_What you need to do_
(a) According to the text on Deutsche Pfandbriefbank, where is the bank based?
(b) Go on with the text on Deutsche Pfandbriefbank, picking up after its last sentence.
BEGIN Selected excerpt
German bank that specialises in real estate and public sector financing

Deutsche Pfandbriefbank AG is a German bank that specialises in real estate and public sector financing. As of 2016, it is a constituent of the SDAX trading index of German small-cap companies. It is based in Garching in Bayern, a suburb of Munich. Pfandbriefe is a German term for bonds issued in property financing.

PBB has been designated as a Significant Institution since the entry into force of the European Banking Supervision framework in late 2014, and as a consequence is directly supervised by the European Central Bank.

==History==
PBB was a part of Hypo Real Estate (HRE), which was nationalised by the German government during the 2008 financial crisis. It was spun off in 2015, under EU rules on state aid to banks. It was rated by Moody's up to June 2015.
END Selected excerpt
BEGIN Provided information
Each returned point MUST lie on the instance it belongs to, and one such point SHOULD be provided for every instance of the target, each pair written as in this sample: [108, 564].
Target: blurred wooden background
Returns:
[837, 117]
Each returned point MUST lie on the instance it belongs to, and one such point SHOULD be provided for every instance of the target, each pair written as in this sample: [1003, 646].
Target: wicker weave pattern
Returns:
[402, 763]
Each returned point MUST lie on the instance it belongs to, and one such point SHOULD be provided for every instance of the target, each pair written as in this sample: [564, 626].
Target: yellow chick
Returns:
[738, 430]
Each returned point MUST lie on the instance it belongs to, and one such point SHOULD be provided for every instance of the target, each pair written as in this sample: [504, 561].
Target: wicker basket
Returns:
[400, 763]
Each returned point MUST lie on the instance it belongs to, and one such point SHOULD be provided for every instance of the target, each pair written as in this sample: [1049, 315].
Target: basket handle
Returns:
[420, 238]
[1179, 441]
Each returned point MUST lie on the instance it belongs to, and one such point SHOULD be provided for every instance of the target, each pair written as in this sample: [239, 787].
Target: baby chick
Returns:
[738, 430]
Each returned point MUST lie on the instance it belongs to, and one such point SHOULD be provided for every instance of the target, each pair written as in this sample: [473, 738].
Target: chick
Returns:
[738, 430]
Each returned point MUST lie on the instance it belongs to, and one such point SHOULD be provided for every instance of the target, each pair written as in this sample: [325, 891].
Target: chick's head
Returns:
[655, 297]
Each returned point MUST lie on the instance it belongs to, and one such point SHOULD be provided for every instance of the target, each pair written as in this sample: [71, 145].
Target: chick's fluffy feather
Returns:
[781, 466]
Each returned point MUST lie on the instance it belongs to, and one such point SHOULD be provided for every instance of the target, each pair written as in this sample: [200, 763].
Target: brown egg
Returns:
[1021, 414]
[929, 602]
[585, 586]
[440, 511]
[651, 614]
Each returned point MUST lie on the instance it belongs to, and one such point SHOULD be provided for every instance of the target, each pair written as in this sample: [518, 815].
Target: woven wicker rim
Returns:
END Provided information
_Answers given_
(a) Garching in Bayern, a suburb of Munich.

(b)
In May 2018, the German state – through HRE – placed around 22 million shares in PBB with institutional investors for €12.95 euros apiece in an accelerated bookbuilding; the sale raised around €287 million euros ($339.7 million) and slashed the state's stake in PBB to 3.5 percent from 20 percent. The German public sector trust RAG Foundation bought a 4.5 percent stake.

In 2024, PBB navigated what it called the "greatest real estate crisis" since 2009 as profitability shrivelled, short sellers bet against the bank and its bonds came under pressure from a credit rating downgrade.

In 2025, PBB announced it would not take on new business in the United States, as it considered the country too volatile under President Donald Trump.